■ TEXTAUSZUG ■
Unbeschreiblich war für sie das Gefühl die Weltmeisterschaft gewonnen zu haben, erzählte sie mir später, mit dem Gründer der Gedächtnisweltmeisterschaft Tony Buzan auf der Bühne zu stehen und mit der österreichischen Bundeshymne geehrt zu werden.

Gewinnerin Luise Sommer mit Tony Buzan auf der Bühne

Kurz nach unserem peripheren Treffen im Konzert entdeckte ich, dass ihr Buch „Dein Gedächtnis kann mehr!“ und mein Buch „Innehalten“ in der Auslage einer Buchhandlung nebeneinander „saßen“. Sie waren am gleichen Tag erschienen.

Unsere Bücher „sitzen“ nebeneinander

Aus diesen Zufälligkeiten entwickelte sich eine neue Freundschaft und interessante Gespräche während eines Spazierganges über ein hügeliges Hochplateau in der Steiermark. Ich stellte einige neugierige Fragen. Z.B. wie sie dazu gekommen ist, ihr Gehirn zu trainieren, wie sie Weltmeisterin geworden ist und wie sie ihr Gedächtnis in Schwung hält.  Hier sind Auszüge aus unserem Gespräch:

Luise, Du  hast vor der Weltmeisterschaft jeden Tag stundenlang Dein Gedächtnis trainiert. Das muss sehr anstrengend sein. Ist dein Hirn dann nicht voll?

■ AUFGABENSTELLUNG ■
Geben Sie aus dem obigen Text über die Gedächtnisweltmeisterschaft den Abschnitt von „Gewinnerin Luise Sommer“ bis einschließlich „gleichen Tag erschienen.“ wortgetreu wieder.

■ BEREITGESTELLTE EINTRÄGE ■

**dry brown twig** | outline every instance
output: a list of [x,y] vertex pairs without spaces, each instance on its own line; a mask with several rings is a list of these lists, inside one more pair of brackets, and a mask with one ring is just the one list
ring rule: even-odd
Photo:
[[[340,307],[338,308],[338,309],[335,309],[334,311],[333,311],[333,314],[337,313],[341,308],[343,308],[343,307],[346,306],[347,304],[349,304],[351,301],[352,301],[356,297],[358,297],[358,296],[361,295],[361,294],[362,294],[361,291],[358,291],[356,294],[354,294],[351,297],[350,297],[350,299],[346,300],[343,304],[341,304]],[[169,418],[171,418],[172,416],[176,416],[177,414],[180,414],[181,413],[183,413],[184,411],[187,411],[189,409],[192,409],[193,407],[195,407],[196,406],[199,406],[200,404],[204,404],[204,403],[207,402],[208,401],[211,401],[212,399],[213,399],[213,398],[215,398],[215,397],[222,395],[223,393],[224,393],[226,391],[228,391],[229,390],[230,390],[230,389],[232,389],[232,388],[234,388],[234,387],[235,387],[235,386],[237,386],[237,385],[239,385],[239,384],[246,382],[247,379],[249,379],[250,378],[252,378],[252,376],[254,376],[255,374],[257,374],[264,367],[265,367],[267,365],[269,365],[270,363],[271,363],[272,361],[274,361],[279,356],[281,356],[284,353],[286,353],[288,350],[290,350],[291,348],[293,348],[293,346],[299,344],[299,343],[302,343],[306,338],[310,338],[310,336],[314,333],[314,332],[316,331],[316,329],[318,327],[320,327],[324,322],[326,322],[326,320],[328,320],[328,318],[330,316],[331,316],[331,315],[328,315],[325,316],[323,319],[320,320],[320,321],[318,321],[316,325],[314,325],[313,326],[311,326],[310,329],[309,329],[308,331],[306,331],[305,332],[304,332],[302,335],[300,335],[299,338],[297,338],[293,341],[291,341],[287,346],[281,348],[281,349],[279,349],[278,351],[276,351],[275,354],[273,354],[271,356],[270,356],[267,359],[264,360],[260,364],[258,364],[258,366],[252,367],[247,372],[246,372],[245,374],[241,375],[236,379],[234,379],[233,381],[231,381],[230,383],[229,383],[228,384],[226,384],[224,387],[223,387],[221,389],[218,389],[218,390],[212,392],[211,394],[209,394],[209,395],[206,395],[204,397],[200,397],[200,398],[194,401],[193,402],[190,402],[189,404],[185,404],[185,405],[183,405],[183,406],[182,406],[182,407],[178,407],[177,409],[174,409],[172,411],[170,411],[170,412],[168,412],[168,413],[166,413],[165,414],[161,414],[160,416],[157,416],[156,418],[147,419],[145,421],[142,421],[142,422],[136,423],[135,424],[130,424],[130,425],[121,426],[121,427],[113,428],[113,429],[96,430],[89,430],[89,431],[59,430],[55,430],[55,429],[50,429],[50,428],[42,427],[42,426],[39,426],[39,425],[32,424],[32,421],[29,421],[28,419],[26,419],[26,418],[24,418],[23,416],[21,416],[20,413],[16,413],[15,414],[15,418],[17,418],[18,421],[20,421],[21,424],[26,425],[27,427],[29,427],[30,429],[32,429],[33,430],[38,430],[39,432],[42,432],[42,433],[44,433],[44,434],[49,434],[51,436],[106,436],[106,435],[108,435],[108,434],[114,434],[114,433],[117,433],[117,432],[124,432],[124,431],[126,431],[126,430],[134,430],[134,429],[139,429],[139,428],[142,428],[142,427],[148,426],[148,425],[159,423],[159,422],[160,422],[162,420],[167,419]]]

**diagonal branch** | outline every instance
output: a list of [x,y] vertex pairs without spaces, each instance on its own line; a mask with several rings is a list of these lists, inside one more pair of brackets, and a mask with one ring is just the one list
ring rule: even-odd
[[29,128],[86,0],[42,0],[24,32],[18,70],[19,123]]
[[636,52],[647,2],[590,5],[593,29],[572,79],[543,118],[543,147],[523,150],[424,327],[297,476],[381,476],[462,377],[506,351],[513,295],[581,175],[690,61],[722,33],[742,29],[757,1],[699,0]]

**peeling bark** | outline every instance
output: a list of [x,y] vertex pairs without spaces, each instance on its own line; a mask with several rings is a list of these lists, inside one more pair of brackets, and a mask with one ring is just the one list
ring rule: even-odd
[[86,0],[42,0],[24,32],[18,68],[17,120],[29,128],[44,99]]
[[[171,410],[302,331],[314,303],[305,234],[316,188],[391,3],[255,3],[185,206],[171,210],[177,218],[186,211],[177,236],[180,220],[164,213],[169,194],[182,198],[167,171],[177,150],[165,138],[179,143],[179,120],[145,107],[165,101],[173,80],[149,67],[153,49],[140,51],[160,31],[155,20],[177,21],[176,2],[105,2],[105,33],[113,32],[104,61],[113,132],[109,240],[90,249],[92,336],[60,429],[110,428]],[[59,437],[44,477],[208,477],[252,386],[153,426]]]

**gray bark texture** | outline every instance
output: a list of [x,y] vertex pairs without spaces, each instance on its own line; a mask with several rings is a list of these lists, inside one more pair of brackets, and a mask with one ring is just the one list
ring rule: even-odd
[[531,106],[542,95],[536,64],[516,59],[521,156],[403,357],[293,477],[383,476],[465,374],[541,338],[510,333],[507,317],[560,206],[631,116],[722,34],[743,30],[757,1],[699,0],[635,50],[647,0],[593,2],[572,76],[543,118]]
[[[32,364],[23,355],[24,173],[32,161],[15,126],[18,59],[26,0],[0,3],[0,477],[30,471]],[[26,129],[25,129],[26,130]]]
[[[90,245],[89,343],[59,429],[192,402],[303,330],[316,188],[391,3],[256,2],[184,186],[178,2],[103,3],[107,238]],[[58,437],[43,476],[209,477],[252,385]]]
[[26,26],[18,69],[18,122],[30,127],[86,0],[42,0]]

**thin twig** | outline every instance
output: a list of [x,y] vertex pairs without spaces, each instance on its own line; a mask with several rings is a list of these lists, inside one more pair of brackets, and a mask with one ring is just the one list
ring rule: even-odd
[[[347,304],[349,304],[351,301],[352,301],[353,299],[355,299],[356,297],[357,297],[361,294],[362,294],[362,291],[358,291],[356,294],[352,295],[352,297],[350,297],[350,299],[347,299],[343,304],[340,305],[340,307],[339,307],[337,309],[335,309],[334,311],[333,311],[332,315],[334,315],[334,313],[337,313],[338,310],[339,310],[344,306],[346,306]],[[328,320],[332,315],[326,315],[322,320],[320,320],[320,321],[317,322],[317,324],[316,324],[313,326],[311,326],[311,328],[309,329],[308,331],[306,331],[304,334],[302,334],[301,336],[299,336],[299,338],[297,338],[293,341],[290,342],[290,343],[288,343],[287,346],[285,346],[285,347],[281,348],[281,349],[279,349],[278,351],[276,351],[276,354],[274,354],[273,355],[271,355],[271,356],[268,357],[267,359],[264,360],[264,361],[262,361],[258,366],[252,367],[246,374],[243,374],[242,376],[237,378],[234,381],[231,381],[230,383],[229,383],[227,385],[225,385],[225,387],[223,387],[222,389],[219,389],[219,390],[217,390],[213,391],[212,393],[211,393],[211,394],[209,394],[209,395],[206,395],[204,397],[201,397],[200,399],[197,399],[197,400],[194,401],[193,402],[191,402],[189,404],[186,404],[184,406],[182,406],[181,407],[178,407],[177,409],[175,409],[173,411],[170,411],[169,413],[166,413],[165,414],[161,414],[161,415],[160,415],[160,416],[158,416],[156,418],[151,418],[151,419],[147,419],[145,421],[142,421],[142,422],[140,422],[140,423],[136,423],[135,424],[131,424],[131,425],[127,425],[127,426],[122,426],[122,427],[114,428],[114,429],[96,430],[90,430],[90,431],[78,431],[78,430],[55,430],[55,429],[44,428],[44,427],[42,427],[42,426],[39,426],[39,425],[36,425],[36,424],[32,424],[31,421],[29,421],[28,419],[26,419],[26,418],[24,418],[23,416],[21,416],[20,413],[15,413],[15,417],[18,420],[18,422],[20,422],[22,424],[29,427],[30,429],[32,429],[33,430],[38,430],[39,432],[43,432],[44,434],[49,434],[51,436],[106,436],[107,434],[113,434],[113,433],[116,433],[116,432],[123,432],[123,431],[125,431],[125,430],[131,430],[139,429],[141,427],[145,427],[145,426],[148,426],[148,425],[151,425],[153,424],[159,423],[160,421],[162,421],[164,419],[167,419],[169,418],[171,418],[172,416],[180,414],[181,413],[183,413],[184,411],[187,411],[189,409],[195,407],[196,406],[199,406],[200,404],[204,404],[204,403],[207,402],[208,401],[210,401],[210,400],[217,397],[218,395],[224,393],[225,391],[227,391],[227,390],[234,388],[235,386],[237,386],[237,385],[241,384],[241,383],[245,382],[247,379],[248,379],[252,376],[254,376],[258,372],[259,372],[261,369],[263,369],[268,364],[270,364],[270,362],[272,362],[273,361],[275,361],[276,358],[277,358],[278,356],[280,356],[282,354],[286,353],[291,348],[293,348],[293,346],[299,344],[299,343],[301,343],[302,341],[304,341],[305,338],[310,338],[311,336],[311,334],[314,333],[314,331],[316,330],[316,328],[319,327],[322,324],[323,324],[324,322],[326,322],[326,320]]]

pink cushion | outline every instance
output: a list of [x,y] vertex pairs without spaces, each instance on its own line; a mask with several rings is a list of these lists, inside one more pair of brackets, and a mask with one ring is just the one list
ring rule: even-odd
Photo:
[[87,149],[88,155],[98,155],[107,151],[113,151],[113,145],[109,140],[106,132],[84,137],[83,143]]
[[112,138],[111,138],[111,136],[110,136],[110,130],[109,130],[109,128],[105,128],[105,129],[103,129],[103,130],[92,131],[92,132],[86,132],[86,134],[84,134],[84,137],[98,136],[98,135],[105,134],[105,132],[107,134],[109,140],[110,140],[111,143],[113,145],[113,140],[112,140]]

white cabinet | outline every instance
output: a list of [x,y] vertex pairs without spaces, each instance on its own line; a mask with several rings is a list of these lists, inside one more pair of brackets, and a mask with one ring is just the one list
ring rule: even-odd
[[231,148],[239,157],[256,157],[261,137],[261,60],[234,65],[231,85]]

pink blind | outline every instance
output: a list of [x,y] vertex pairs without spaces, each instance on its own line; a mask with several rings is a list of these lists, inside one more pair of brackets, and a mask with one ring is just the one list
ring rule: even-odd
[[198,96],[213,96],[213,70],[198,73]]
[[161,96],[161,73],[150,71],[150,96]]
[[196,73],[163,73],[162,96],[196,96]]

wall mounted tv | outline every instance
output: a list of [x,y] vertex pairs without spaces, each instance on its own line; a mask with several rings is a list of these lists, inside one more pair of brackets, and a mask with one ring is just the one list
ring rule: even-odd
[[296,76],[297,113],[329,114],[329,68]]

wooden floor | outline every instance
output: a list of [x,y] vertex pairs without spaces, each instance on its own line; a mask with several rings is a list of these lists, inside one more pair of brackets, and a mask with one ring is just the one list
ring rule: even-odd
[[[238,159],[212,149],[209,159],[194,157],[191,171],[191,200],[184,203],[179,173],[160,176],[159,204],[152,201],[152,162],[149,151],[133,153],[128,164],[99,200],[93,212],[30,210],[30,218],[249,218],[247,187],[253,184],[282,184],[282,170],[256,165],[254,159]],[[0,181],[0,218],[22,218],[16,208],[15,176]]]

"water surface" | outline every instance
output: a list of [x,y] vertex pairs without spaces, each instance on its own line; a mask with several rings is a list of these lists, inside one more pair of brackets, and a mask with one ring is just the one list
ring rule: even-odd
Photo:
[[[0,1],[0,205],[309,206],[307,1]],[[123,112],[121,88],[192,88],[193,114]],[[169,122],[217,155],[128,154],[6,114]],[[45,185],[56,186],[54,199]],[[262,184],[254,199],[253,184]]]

■ LÖSUNG ■
Gewinnerin Luise Sommer mit Tony Buzan auf der Bühne

Kurz nach unserem peripheren Treffen im Konzert entdeckte ich, dass ihr Buch „Dein Gedächtnis kann mehr!“ und mein Buch „Innehalten“ in der Auslage einer Buchhandlung nebeneinander „saßen“. Sie waren am gleichen Tag erschienen.